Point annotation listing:
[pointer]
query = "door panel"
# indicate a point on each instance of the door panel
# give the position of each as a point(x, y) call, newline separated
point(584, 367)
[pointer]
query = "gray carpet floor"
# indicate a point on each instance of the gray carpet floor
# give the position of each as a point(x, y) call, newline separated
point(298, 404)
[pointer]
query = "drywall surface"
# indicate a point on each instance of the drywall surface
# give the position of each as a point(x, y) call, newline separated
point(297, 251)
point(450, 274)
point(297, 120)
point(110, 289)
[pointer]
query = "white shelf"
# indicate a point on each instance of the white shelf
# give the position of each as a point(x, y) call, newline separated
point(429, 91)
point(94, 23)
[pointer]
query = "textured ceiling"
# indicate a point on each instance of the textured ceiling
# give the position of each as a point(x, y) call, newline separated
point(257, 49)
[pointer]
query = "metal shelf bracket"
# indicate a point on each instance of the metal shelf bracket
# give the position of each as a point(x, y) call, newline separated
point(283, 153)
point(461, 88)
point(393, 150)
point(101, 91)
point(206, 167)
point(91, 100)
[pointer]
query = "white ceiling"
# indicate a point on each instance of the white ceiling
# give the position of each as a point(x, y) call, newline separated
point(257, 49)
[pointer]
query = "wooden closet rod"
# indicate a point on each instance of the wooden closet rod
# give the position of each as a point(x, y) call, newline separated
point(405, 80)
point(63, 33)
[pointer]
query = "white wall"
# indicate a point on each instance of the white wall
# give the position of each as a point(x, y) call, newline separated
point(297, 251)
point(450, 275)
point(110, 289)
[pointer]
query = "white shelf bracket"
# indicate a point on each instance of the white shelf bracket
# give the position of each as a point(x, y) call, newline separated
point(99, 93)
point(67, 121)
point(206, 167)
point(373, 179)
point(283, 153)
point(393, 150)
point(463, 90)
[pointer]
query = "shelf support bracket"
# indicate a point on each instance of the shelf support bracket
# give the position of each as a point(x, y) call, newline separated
---
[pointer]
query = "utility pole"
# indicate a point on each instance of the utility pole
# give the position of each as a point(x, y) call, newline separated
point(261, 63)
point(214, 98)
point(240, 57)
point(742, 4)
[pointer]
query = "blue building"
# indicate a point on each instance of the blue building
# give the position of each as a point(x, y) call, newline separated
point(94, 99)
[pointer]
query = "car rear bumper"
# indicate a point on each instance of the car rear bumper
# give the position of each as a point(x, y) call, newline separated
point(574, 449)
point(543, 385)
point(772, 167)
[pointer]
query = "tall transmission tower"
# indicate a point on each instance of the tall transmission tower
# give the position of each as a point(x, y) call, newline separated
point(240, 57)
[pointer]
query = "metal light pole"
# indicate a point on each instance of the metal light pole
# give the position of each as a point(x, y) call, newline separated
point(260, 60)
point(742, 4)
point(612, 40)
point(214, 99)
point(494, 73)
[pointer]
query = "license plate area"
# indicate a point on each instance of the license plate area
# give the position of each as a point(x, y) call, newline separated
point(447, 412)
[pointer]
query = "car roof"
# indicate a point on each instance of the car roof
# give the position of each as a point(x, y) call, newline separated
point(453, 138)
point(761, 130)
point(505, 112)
...
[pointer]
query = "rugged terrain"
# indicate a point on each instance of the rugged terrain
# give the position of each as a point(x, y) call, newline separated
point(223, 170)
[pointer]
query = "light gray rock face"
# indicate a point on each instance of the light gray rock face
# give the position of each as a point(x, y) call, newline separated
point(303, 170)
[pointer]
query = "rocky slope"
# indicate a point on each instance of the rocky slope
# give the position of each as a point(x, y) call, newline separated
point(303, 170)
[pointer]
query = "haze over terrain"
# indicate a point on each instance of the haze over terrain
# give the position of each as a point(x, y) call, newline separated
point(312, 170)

▶ What to produce
Which lines in the listing contain the word "rear"? Return each of them in full.

▶ Result of the exercise
query = "car rear bumper"
# indicate a point on each instance of the car rear bumper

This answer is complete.